== YOUR GOAL ==
Copy the listing from the line containing "Locate the bipod" up to and including the line containing "x=610 y=543". Swap "bipod leg" for "tripod leg" and leave everything else unchanged.
┌─ MATERIAL FOR THIS EXERCISE
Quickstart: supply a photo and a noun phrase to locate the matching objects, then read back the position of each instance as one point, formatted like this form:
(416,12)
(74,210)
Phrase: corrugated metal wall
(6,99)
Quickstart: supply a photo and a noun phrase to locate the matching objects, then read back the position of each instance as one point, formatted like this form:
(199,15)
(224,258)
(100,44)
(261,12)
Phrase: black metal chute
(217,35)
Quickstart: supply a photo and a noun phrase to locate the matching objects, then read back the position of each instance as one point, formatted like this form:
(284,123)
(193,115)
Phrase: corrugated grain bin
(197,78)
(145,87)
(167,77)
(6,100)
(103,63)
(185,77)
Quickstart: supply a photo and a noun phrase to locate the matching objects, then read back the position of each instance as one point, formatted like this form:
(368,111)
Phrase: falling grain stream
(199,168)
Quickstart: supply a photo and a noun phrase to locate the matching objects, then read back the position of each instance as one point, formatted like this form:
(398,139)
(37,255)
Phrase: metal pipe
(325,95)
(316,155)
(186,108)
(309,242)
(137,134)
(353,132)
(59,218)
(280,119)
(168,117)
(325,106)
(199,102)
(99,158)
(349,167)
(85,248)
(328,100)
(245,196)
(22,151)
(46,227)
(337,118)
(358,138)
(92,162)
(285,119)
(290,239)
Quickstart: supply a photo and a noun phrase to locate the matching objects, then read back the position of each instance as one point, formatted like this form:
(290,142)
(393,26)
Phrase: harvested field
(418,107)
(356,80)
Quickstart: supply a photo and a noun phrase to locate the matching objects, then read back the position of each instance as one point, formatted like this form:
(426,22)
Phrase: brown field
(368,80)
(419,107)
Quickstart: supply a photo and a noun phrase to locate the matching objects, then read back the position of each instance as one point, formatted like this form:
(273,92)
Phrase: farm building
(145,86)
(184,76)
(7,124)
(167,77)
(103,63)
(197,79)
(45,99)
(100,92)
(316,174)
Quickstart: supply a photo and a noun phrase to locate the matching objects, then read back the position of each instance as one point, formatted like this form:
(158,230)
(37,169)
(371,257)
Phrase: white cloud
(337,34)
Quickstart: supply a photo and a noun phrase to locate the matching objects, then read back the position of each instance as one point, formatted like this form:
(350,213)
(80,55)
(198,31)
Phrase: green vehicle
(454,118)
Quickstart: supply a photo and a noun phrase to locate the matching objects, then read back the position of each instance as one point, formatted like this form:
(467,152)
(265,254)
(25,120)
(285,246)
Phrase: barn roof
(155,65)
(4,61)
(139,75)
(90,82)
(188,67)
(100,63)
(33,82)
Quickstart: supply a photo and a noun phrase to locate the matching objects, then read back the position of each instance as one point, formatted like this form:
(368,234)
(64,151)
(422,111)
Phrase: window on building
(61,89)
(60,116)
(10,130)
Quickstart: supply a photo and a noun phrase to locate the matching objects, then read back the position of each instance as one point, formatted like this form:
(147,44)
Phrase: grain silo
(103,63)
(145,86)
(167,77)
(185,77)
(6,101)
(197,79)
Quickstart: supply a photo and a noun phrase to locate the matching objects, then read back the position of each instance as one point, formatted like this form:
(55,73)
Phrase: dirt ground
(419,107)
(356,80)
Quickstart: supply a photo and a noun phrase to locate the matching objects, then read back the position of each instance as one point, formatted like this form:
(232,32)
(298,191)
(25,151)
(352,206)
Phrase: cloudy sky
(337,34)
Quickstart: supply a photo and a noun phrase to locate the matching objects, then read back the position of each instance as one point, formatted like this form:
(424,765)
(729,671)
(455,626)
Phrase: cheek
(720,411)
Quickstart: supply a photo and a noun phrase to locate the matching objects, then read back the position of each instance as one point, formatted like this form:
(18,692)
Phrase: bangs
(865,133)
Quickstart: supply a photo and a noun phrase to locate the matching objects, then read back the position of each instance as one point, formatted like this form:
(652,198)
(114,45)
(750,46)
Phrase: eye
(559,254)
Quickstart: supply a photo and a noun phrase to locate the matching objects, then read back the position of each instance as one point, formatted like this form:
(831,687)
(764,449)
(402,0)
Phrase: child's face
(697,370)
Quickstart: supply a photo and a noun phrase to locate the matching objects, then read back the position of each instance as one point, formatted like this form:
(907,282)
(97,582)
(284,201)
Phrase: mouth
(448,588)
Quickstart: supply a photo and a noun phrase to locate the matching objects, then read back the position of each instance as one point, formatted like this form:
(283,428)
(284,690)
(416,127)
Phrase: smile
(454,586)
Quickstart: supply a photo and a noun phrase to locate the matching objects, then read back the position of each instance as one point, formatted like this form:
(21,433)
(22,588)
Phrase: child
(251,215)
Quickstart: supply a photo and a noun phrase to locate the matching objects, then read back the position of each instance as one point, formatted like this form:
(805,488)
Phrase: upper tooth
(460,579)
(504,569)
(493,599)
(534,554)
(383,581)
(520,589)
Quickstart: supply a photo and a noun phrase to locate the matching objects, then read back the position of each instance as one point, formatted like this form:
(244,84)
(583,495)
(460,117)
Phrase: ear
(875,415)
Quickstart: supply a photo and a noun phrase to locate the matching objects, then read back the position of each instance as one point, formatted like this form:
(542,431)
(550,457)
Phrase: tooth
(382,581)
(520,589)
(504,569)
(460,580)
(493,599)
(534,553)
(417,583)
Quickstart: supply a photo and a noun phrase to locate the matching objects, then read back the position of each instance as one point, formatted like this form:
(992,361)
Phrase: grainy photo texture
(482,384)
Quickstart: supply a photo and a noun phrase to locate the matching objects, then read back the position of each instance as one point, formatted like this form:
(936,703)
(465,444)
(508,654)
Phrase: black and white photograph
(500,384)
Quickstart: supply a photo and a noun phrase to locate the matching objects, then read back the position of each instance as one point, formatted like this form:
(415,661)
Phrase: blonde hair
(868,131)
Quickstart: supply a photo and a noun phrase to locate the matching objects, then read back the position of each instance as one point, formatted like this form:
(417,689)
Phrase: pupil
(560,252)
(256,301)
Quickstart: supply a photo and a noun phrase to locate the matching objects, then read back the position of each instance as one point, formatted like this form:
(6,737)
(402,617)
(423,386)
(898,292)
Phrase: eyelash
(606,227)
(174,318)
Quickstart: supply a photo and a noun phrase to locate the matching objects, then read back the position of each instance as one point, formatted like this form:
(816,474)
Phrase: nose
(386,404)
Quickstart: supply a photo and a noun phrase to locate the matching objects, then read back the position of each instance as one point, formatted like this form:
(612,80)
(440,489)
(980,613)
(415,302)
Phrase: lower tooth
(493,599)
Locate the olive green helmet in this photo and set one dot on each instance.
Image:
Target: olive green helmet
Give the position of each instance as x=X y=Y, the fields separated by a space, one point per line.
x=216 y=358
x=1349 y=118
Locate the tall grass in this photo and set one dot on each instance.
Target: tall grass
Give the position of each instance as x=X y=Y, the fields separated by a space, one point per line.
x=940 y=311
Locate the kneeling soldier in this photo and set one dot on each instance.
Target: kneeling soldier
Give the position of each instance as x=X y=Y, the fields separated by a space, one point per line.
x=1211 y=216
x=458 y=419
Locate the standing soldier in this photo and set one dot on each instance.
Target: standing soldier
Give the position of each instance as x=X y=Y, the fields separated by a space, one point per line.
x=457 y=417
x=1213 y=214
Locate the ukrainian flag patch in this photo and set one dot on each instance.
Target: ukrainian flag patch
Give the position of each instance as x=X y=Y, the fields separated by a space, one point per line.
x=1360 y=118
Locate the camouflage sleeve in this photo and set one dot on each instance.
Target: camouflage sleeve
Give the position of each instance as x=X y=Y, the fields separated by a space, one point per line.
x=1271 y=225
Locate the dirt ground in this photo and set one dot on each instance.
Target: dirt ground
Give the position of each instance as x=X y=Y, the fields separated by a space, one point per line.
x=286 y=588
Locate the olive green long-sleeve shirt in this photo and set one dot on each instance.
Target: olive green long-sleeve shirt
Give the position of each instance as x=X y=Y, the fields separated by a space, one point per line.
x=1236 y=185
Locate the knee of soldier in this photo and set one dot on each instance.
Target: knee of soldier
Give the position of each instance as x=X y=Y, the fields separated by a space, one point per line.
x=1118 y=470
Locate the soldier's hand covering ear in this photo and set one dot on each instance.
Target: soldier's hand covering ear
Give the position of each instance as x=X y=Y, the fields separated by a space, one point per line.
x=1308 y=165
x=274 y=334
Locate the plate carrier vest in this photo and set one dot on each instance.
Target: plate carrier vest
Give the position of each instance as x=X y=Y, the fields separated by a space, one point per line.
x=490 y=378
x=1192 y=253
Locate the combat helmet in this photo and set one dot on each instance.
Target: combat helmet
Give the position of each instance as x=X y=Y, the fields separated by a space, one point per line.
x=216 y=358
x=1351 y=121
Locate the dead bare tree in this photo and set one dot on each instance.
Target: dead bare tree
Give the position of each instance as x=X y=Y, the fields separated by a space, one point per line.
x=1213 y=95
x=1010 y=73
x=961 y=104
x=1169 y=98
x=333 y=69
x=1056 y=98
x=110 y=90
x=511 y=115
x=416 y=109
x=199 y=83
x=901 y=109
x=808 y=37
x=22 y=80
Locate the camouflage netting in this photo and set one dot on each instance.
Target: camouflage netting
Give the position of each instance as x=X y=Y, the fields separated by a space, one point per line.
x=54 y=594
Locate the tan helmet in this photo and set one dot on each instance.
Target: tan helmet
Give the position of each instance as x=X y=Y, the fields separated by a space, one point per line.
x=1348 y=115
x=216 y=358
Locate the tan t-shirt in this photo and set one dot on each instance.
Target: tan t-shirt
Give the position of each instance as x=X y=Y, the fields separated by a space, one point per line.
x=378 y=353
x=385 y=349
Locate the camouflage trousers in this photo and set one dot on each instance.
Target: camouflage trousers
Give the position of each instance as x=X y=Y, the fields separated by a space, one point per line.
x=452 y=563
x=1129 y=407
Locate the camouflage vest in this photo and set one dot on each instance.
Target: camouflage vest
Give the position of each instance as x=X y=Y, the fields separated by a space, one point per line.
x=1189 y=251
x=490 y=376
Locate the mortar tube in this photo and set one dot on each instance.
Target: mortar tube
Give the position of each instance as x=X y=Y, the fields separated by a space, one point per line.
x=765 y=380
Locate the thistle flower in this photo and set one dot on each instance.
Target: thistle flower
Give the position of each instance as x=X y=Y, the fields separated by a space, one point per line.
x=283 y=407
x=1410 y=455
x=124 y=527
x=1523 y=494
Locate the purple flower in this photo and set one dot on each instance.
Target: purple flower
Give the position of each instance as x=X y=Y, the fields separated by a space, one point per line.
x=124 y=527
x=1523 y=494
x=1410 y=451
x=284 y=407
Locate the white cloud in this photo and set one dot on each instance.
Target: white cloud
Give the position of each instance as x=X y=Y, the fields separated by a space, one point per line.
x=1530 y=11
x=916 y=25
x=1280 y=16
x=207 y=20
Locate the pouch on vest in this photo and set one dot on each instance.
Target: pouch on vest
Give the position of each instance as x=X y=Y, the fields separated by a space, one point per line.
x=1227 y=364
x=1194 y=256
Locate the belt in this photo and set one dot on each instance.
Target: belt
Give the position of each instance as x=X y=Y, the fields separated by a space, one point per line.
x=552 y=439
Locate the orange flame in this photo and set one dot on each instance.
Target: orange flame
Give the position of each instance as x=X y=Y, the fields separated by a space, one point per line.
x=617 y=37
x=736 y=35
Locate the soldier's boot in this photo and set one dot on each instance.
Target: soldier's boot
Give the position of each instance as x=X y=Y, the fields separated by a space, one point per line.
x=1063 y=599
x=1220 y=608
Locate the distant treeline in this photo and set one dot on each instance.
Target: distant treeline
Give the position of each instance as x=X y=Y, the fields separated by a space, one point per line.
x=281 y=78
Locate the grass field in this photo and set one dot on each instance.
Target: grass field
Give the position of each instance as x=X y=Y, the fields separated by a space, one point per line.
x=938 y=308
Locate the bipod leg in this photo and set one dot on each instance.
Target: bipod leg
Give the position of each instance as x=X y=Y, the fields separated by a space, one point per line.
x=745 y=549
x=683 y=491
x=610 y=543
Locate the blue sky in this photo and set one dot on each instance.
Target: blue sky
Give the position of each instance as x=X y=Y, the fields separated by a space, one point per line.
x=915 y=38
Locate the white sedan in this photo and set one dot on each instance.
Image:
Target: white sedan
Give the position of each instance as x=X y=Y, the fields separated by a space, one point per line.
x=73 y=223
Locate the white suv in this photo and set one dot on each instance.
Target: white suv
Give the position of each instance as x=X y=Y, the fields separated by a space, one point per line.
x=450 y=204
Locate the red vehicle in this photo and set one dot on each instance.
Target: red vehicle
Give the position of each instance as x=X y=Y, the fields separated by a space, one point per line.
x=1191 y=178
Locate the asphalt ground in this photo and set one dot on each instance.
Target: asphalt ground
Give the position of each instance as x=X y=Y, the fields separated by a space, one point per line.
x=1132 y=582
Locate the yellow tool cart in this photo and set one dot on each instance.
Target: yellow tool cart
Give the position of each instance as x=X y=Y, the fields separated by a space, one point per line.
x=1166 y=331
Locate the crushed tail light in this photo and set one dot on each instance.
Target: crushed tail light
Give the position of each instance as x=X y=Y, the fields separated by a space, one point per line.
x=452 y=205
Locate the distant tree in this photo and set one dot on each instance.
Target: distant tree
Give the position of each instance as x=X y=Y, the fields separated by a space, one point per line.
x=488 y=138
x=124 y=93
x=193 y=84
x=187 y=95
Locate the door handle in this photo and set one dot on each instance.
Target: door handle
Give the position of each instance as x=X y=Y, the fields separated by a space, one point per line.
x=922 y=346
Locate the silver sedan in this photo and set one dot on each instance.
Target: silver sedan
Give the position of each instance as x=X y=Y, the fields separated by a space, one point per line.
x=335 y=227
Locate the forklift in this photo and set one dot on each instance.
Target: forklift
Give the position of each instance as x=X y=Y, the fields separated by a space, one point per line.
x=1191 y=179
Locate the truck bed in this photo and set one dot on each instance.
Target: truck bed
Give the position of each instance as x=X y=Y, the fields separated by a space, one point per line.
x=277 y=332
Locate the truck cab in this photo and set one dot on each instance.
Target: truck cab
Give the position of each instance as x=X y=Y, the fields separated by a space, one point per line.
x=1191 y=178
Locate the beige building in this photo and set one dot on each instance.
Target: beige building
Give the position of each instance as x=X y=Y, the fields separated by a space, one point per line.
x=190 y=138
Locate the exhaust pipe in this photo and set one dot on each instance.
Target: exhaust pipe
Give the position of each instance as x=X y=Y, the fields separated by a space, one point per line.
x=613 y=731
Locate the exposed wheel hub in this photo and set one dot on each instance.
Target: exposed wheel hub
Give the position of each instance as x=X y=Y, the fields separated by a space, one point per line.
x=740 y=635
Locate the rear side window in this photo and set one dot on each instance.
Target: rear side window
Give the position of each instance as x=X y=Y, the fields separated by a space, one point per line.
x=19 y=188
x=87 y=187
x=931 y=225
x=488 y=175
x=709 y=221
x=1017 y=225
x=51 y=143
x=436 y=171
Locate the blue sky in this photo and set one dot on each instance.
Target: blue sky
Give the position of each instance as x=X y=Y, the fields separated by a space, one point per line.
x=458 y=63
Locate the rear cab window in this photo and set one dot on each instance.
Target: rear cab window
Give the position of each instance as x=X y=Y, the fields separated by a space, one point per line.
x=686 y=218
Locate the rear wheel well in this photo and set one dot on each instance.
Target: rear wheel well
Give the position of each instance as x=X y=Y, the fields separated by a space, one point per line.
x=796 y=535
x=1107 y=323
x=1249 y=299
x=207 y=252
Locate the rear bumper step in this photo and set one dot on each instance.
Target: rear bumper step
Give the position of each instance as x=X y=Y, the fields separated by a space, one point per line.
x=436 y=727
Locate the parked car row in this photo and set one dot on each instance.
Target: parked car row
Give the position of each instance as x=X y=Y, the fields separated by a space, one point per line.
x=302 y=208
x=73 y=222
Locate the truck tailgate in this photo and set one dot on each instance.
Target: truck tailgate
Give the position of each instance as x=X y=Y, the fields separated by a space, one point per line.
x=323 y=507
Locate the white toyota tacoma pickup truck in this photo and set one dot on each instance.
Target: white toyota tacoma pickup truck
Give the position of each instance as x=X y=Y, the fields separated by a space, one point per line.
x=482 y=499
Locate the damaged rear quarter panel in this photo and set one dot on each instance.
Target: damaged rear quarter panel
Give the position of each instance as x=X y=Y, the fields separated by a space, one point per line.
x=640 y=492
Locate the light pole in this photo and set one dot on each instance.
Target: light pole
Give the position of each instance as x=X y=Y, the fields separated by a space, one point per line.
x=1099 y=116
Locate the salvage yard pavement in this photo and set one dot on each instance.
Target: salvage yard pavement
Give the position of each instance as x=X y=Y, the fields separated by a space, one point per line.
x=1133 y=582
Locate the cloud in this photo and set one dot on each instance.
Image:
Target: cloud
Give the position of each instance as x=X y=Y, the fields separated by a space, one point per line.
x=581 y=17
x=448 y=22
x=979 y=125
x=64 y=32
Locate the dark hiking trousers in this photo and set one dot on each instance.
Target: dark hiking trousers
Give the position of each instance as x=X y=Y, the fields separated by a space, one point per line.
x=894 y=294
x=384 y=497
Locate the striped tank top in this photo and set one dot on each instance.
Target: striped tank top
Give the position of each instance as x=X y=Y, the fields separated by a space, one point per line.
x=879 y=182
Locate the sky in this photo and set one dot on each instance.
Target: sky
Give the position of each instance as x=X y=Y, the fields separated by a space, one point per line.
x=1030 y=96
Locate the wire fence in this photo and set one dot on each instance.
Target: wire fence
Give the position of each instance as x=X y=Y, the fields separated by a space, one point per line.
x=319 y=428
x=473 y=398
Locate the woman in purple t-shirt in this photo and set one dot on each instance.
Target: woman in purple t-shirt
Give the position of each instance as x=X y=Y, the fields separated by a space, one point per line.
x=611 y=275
└─
== CORRECT RESPONSE ==
Locate the tripod leg in this photo and set one dot on each instance.
Target: tripod leg
Give the position of each instance as x=X y=Y, the fields separated by a space, one point per line.
x=745 y=549
x=683 y=491
x=610 y=543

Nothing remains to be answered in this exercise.